═══ Supplied entries ═══

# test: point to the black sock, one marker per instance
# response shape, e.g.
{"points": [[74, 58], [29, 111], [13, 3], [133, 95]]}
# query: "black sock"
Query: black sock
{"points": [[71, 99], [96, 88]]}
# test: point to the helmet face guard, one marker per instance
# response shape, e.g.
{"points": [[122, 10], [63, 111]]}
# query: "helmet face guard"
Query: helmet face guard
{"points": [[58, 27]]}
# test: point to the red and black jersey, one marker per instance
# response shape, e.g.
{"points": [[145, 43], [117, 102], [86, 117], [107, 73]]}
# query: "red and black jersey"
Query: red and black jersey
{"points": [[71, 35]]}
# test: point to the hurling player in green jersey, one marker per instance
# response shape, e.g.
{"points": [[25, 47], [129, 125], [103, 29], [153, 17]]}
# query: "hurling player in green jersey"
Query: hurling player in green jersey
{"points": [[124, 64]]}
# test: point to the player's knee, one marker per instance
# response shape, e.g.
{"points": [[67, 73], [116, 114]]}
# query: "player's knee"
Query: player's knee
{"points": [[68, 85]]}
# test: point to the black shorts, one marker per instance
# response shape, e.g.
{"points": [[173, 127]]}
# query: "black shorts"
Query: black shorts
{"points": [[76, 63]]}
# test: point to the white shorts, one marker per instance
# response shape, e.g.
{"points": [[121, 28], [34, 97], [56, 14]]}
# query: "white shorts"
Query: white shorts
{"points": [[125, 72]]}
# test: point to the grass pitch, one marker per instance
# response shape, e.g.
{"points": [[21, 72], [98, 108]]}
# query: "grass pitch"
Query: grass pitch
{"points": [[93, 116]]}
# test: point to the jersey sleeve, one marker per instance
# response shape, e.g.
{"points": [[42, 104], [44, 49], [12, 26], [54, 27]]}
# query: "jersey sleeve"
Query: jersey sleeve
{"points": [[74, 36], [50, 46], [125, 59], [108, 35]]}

═══

Task objective:
Update the records above by changing every "jersey" to "shirt", with everything else left unchanged.

Solution below:
# test: point to the black sock, one marker per instance
# response shape, e.g.
{"points": [[74, 58], [29, 111], [13, 3], [133, 95]]}
# query: "black sock"
Query: black sock
{"points": [[71, 99], [96, 88]]}
# test: point to the helmet face guard, one marker per instance
# response shape, e.g.
{"points": [[122, 10], [63, 111]]}
# query: "helmet face guard"
Query: helmet face guard
{"points": [[58, 27]]}
# test: point to the red and black shirt, one marker per instance
# response shape, e.g.
{"points": [[145, 43], [117, 102], [86, 117], [107, 73]]}
# query: "red and black shirt"
Query: red and black shirt
{"points": [[71, 35]]}
# test: point to the hurling player in green shirt, one marker per instance
# response shape, e.g.
{"points": [[25, 47], [129, 125], [103, 29], [153, 17]]}
# query: "hurling player in green shirt"
Query: hurling player in green shirt
{"points": [[124, 64]]}
# test: point to the player's knee, one marker per instance
# response shape, e.g.
{"points": [[67, 73], [116, 114]]}
# query: "player's knee"
Query: player's knee
{"points": [[68, 85]]}
# test: point to the black shorts, one marker per instance
# response shape, e.g.
{"points": [[173, 127]]}
# query: "black shorts"
Query: black shorts
{"points": [[76, 63]]}
# test: point to the white shorts, one marker per instance
# response shape, e.g.
{"points": [[121, 28], [34, 97], [56, 14]]}
# query: "white shorts"
Query: white shorts
{"points": [[125, 72]]}
# test: point to the grass pitch, one marker per instance
# response shape, e.g.
{"points": [[21, 72], [98, 108]]}
# query: "grass pitch"
Query: grass pitch
{"points": [[93, 116]]}
# test: point to the shirt sleeve, one marker per instance
# response shape, e.g.
{"points": [[42, 104], [44, 49], [12, 26], [54, 27]]}
# query: "shirt sleeve"
Query: shirt sleeve
{"points": [[74, 36], [50, 46], [125, 59], [108, 35]]}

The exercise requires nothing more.